= Directions =
For each record below, retype the text exactly and omit any image.
================================
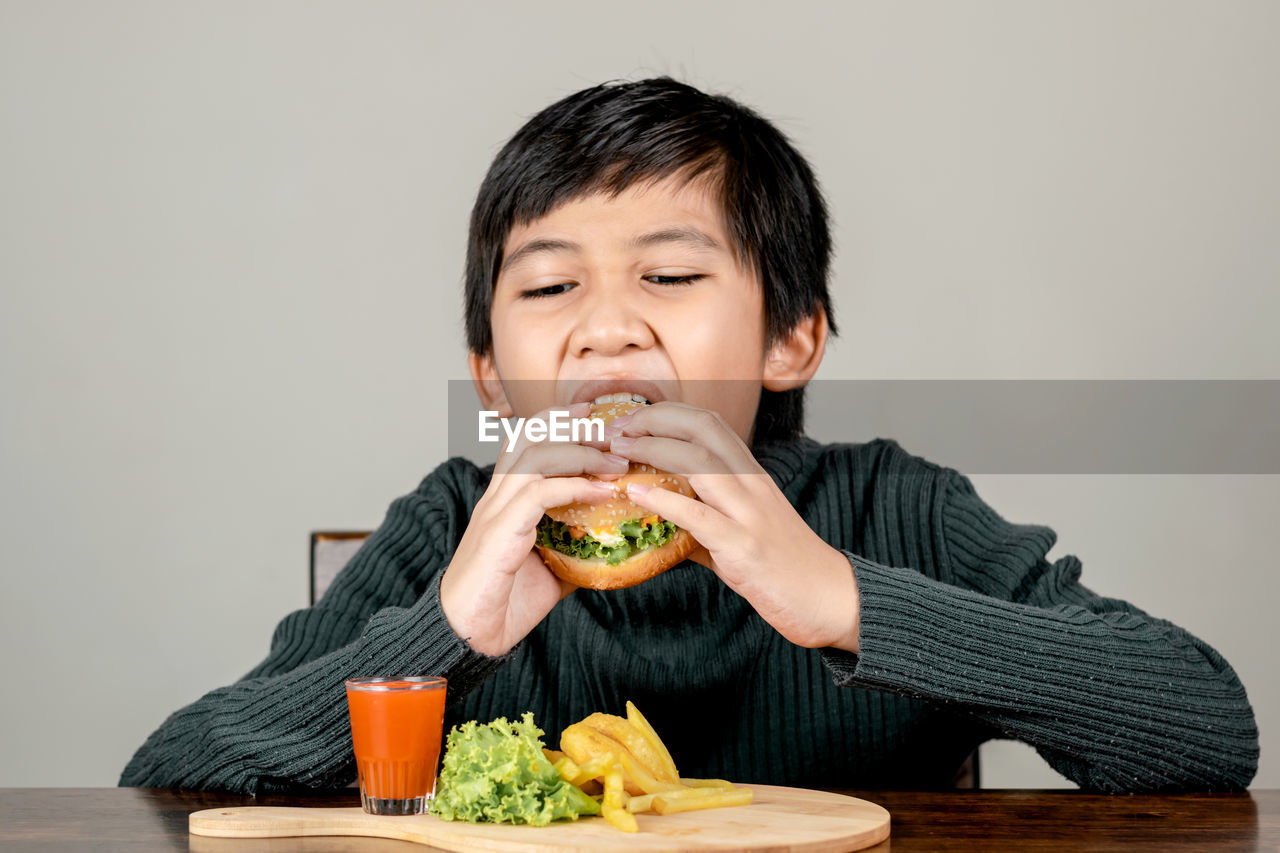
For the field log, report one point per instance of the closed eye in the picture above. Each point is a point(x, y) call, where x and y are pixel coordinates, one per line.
point(563, 287)
point(673, 279)
point(551, 290)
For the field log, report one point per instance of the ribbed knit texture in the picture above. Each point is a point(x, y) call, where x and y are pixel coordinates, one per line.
point(967, 633)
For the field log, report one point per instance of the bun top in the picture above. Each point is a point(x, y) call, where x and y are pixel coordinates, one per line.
point(604, 516)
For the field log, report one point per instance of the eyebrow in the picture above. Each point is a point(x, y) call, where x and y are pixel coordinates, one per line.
point(686, 235)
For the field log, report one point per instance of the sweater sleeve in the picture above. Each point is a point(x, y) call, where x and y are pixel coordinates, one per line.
point(1112, 698)
point(284, 725)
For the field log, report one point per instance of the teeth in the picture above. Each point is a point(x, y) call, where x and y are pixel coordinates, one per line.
point(622, 396)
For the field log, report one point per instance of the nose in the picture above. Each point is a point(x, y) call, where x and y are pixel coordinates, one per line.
================================
= Task solution =
For the field log, report one point per instance of the closed eye in the picture above. Each point is a point(x, y) call, where x and y are pixel coordinates, one per line.
point(563, 287)
point(673, 279)
point(551, 290)
For the field log, report one point per instance of the ribbed knit texture in the picture above. Each point is a point(x, y) call, where x and y are pixel coordinates, one per line.
point(967, 633)
For the field log, report one point per instance of the bun top in the picture above. Each point is a point(x, y) call, where x and y are pixel coordinates, one per line.
point(604, 516)
For the field log, report one point per instance of the eyebrow in the picture above. Each point is a point(x, y) call, where x and y are pixel coordinates, one per line.
point(686, 235)
For the field log, report one point per instance of the sweater sleeve in the picture above. Each point is a point(x, y) call, where x and y are pixel coordinates, one per line.
point(1112, 698)
point(284, 725)
For the field log, report one point per instance of the teeth in the picture above. Each point is a point(x, y) call, where x and y are pixel coordinates, one per line.
point(622, 396)
For the field log, report one point per instance of the nose in the picture above. Each point is a point(x, y) call, where x and y are pixel coordinates, one per line.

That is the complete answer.